SHORT EXERCISE A:
Reproduce the compiler optimization text word for word, from beginning to end.

---------- TEXT EXTRACT ----------

For a local optimization, instructions within a block are ordered, so it makes sense to talk about instructions coming before or after others.

For a global optimization, two instructions are ordered by a path from one block to another and different paths through the program give different orders.

One special case is JIT (just in time) compilers, where programs get compiled at the start of execution. GPU compilers (and java compilers) look like this. They may use run-time information to decide of recompiling a function is a good idea. This is called Hotspot compiling. Some JIT compilers use hot/cold compiling, where they only run the fancy compiler on basic blocks that are hot , i.e., execute a lot.

%%{init: {"flowchart": {"htmlLabels": false}} }%%
flowchart LR
A[application] -- offline --> B[byte code/ptx]
B --> C[quick run time compiler/ finalizer]
C --> D[isa]
B --> C1[fancy compiler - only run on long running functions];
C1 --> D;

%%{init: {"flowchart": {"htmlLabels": false}} }%%
flowchart LR
A[application] -- offline --> B[byte code/ptx]
B --> C[quick run time compiler/ finalizer]
C --> D[isa]
B --> C1[fancy compiler - only run on long running functions];
C1 --> D;

We are going to consider several versions of trivial dead code elimination. Trivial because we are going to hold off on control flow related optimizations till later. Sometimes people call this DCE or trivial DCE.

----------

SHORT EXERCISE B:
Gather every line of the entries below that contains the word "slope".

---------- MATERIALS PROVIDED ----------

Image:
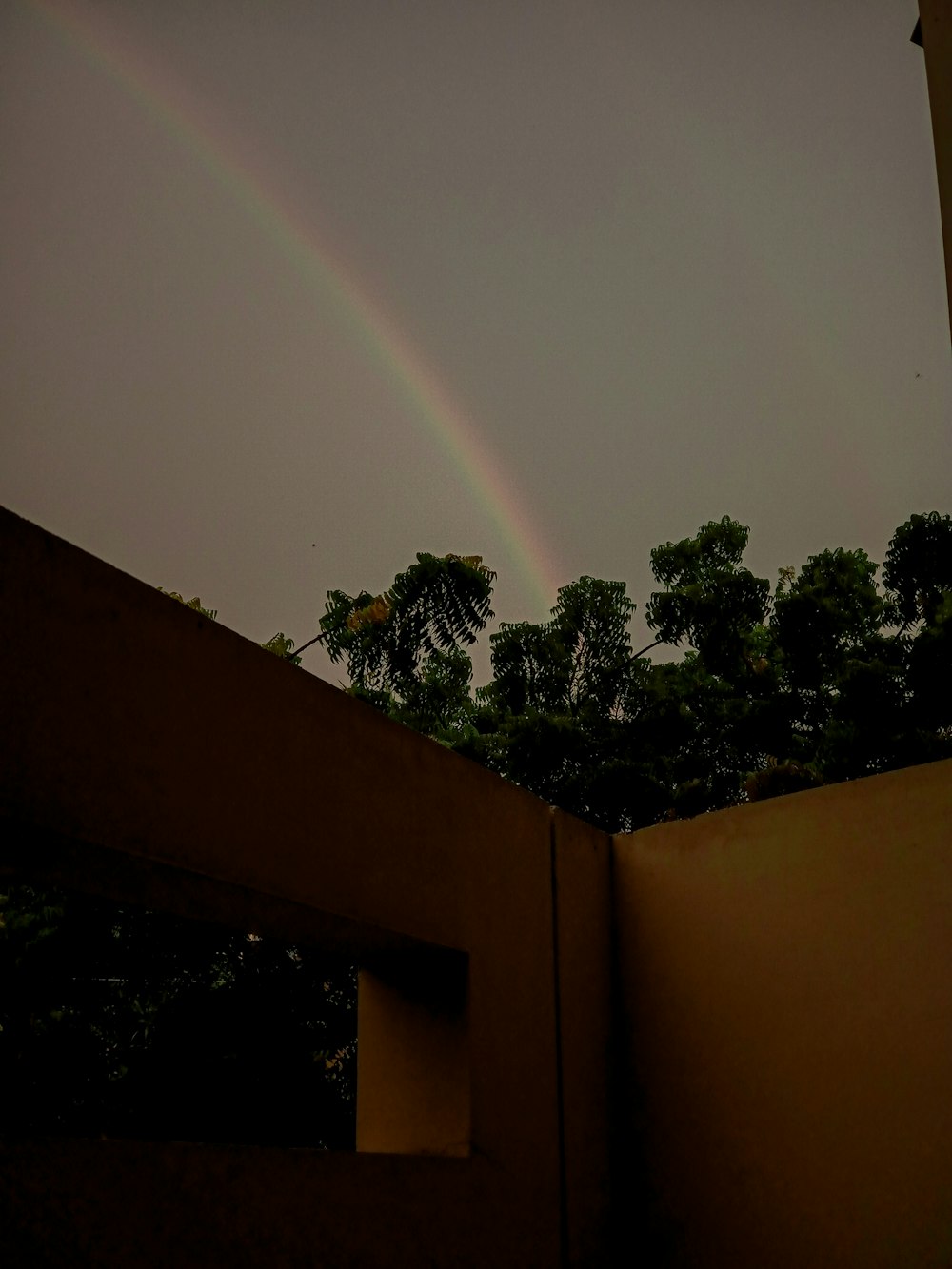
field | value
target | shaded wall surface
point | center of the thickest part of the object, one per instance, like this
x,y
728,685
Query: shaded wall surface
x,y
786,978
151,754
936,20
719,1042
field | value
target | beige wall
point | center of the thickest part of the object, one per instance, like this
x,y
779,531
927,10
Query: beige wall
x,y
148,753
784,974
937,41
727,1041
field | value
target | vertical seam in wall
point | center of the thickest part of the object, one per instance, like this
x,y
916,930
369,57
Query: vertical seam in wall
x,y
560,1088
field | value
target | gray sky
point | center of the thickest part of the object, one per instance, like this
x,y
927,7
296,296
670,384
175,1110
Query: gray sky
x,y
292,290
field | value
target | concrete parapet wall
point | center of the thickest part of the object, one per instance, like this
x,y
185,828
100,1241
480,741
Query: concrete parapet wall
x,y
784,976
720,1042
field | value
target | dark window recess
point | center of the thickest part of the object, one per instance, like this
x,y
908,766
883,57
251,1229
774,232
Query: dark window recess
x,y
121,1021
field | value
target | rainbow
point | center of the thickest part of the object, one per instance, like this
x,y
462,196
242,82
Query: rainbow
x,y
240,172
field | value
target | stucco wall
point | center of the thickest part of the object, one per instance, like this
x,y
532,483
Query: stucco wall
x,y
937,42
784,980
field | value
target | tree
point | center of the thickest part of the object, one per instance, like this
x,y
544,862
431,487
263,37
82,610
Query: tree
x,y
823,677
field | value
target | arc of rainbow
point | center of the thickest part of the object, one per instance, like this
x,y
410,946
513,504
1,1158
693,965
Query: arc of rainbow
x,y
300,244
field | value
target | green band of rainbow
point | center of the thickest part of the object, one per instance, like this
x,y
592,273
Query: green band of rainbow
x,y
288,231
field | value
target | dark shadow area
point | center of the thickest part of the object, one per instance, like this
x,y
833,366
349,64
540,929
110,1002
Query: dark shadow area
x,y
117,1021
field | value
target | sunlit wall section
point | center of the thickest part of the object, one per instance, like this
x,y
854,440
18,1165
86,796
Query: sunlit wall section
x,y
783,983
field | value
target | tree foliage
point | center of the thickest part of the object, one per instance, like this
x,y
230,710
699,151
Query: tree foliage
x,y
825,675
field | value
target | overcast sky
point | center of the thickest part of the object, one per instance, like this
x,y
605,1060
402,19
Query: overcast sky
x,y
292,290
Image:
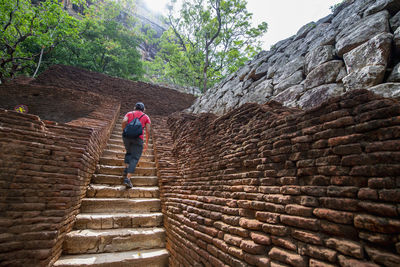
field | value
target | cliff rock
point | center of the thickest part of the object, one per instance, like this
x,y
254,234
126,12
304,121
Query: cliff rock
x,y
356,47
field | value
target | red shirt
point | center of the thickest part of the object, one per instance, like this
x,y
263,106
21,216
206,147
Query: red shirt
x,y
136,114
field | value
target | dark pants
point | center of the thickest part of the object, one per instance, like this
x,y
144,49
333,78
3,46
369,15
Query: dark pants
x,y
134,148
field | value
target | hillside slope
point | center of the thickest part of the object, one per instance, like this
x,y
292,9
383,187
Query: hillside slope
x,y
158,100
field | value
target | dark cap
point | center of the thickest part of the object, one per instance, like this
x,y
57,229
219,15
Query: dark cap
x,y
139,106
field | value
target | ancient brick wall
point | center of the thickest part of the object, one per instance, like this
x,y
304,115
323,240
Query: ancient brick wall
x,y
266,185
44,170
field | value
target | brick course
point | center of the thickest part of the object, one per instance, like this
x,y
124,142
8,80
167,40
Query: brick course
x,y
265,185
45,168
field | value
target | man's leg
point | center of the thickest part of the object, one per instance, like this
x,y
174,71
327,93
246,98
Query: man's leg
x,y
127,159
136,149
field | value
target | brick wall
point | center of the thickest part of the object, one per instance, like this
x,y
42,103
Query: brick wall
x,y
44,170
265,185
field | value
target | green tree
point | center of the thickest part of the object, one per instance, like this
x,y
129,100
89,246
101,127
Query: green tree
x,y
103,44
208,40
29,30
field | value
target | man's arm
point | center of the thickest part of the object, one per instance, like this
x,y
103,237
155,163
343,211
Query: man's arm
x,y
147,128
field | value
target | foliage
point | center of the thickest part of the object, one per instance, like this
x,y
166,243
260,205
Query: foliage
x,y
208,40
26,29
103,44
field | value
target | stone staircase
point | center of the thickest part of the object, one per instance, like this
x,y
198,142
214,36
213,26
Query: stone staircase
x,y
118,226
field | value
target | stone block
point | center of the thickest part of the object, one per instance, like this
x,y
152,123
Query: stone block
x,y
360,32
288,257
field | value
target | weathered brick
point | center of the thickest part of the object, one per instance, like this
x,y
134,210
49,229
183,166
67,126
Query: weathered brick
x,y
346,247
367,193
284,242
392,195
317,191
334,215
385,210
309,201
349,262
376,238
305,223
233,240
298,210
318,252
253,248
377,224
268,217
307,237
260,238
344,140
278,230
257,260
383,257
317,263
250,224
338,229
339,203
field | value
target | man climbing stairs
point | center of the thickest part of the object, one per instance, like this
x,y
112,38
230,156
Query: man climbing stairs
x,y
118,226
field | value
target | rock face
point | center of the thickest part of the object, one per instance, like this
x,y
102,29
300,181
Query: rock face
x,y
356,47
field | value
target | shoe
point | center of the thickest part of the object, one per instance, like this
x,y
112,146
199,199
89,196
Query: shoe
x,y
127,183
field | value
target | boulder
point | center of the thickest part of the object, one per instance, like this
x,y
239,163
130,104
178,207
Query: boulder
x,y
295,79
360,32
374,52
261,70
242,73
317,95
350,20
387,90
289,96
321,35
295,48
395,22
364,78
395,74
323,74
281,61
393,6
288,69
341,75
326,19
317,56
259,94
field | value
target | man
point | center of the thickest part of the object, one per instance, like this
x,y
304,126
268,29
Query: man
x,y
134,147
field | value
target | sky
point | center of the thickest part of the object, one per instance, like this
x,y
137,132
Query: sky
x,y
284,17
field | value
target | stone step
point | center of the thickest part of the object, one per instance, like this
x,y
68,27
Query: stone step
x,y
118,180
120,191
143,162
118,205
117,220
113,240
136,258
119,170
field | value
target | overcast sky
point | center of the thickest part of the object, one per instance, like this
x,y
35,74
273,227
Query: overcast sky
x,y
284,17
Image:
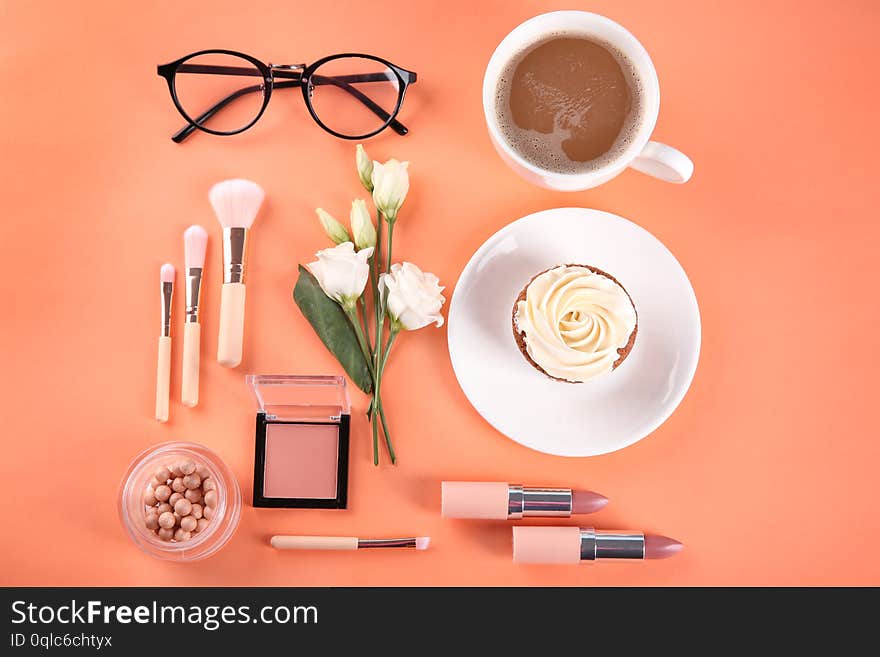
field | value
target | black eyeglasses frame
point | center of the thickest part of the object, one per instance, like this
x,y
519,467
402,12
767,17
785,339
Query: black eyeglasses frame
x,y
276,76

----------

EXERCISE SOLUTION A:
For a local optimization, instructions within a block are ordered, so it makes sense to talk about instructions coming before or after others.

For a global optimization, two instructions are ordered by a path from one block to another and different paths through the program give different orders.

One special case is JIT (just in time) compilers, where programs get compiled at the start of execution. GPU compilers (and java compilers) look like this. They may use run-time information to decide of recompiling a function is a good idea. This is called Hotspot compiling. Some JIT compilers use hot/cold compiling, where they only run the fancy compiler on basic blocks that are hot , i.e., execute a lot.

%%{init: {"flowchart": {"htmlLabels": false}} }%%
flowchart LR
A[application] -- offline --> B[byte code/ptx]
B --> C[quick run time compiler/ finalizer]
C --> D[isa]
B --> C1[fancy compiler - only run on long running functions];
C1 --> D;

%%{init: {"flowchart": {"htmlLabels": false}} }%%
flowchart LR
A[application] -- offline --> B[byte code/ptx]
B --> C[quick run time compiler/ finalizer]
C --> D[isa]
B --> C1[fancy compiler - only run on long running functions];
C1 --> D;

We are going to consider several versions of trivial dead code elimination. Trivial because we are going to hold off on control flow related optimizations till later. Sometimes people call this DCE or trivial DCE.

EXERCISE SOLUTION B:
target | hillside slope
Query: hillside slope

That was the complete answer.